■ **Petikan Teks**:
----
Redam Protes, Aceh Pindahkan Lokasi Eksekusi Cambuk ke Penjara
2018.04.12
Banda Aceh
Untuk meredam protes pihak luar, Pemerintah Aceh memindahkan pelaksanaan hukuman cambuk terhadap para terpidana pelanggaran syariat Islam ke dalam penjara dari sebelumnya di tempat umum yang telah digelar sejak 13 tahun silam.
Tapi, kebijakan itu ditentang Ketua Dewan Perwakilan Rakyat Aceh (DPRA) dan sejumlah aktivis mahasiswa yang berpendapat bahwa eksekusi cambuk di depan publik adalah pembelajaran agar masyarakat tidak melanggar syariat.
Pemindahan lokasi eksekusi cambuk ditandai dengan penandatanganan perjanjian kerja sama antara Pemerintah Aceh dan Kantor Kementerian Hukum dan Hak Asasi Manusia Wilayah Aceh (Kemenkumham) di Banda Aceh, Kamis, 12 April 2018.
Gubernur Aceh, Irwandi Yusuf, mengatakan alasan pemindahan lokasi hukuman cambuk untuk meredam protes pihak luar, yang menimbulkan Islamophobia atas pemberlakuan syariat Islam di provinsi paling barat Indonesia.
“Karena Islamophobia, kita ngak mau pelaksanaan hukuman ini mengganggu urusan luar negeri,” katanya kepada wartawan.
Selama ini, aktivis pegiat hak asasi manusia (HAM) nasional dan internasional kerap memprotes eksekusi cambuk di Aceh karena dianggap melanggar HAM.
Yang paling gencar protes disuarakan saat dua pria yang terbukti melakukan hubungan seksual dicambuk pada 23 Mei 2017.
Menurut Irwandi, hukuman cambuk dalam penjara masih tetap bisa disaksikan, namun tergantung kapasitas penjara.
“Tetapi tidak bisa bawa anak kecil di situ, tidak bisa bawa kamera, bawa HP!” ujarnya.
Dia menambahkan alasan pemindahan lokasi sudah dipertimbangkan dari segala hal.
“Coba bayangkan hukuman disaksikan oleh anak kecil dan di situ timbul keriaan, teriak-teriak, tepuk tangan. Apakah begitu yang dimaksud dalam syariat. Nggak!” imbuhnya.
Dia menyebutkan bagaimana apabila mereka yang sudah dicambuk, kemudian videonya diunggah ke laman YouTube sehingga seumur hidup terpidana cambuk akan trauma.
“Katakan sekarang sebagai pelanggar, kemudian dia menjadi tokoh masyarakat, menjadi ulama, misalnya. Ketika menjadi ulama dan tokoh masyarakat, (ada yang menunjukkan) ini video Bapak dulu,” paparnya memberi contoh.
----
■ **Persyaratan Soal**: Menurut berita tentang pemindahan lokasi hukuman cambuk di Aceh, dengan lembaga mana Pemerintah Aceh menandatangani perjanjian kerja sama?
----
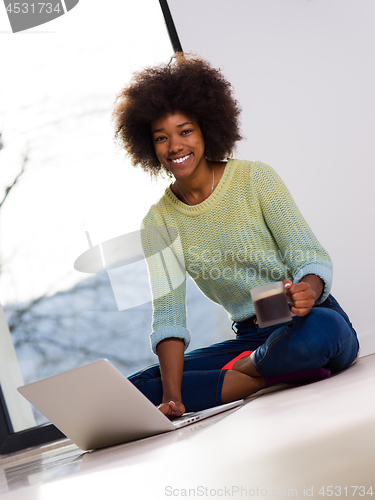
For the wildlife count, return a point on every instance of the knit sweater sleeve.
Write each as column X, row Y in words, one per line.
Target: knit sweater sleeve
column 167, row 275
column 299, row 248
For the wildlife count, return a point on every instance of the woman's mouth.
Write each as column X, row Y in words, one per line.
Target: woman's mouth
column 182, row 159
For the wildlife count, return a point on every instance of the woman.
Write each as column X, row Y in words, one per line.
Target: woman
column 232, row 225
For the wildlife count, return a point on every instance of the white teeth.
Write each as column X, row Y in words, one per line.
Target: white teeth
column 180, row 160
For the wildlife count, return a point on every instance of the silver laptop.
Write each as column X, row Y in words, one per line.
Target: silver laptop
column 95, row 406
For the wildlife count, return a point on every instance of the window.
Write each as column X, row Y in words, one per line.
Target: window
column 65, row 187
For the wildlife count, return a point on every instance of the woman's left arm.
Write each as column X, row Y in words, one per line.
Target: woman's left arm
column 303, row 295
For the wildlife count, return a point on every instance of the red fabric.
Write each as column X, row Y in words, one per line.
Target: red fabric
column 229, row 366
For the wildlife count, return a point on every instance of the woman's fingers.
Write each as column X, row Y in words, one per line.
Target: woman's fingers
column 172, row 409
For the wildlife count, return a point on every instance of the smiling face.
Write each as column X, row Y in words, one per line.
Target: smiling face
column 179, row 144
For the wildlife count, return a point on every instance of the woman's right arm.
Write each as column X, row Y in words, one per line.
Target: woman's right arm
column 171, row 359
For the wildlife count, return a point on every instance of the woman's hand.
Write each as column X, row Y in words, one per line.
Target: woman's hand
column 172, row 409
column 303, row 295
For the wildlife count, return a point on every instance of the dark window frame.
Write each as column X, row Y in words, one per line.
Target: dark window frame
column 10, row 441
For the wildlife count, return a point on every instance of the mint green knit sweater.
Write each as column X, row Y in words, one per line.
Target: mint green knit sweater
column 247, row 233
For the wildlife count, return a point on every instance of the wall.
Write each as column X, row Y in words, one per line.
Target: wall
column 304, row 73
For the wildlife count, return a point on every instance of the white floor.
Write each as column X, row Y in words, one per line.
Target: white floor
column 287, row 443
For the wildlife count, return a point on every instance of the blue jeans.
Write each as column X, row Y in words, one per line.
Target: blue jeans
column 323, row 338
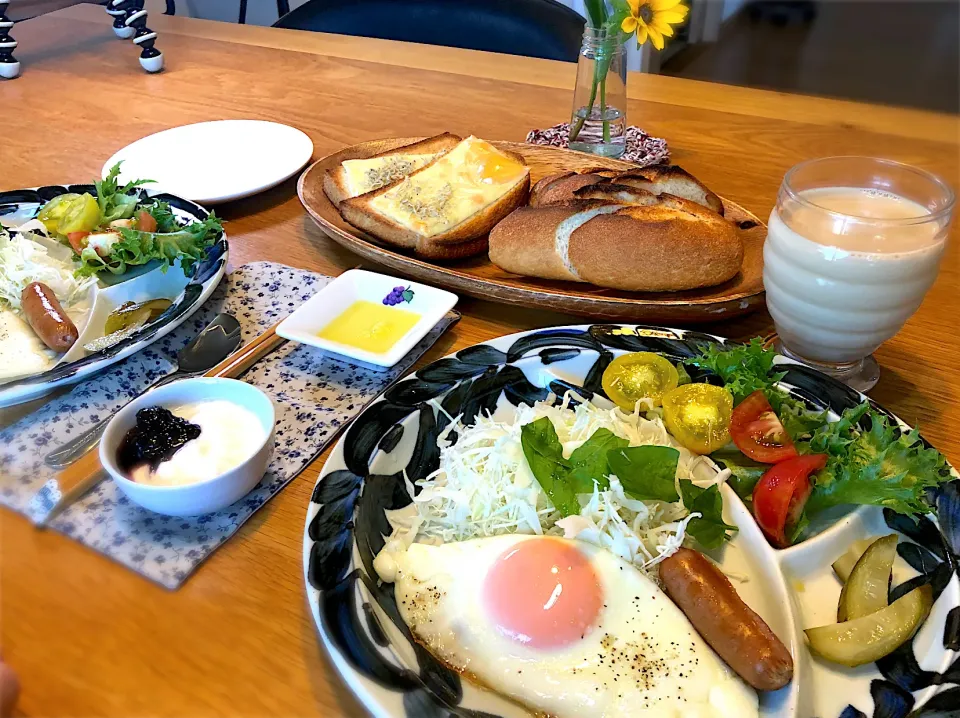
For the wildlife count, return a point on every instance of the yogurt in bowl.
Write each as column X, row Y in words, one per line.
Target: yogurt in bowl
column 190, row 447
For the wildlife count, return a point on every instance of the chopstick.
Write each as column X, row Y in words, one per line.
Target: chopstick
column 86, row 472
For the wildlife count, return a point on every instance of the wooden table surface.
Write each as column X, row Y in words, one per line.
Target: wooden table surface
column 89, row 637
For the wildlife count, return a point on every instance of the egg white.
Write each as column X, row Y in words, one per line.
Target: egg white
----
■ **Hasil Latihan**: Kantor Kementerian Hukum dan Hak Asasi Manusia Wilayah Aceh (Kemenkumham).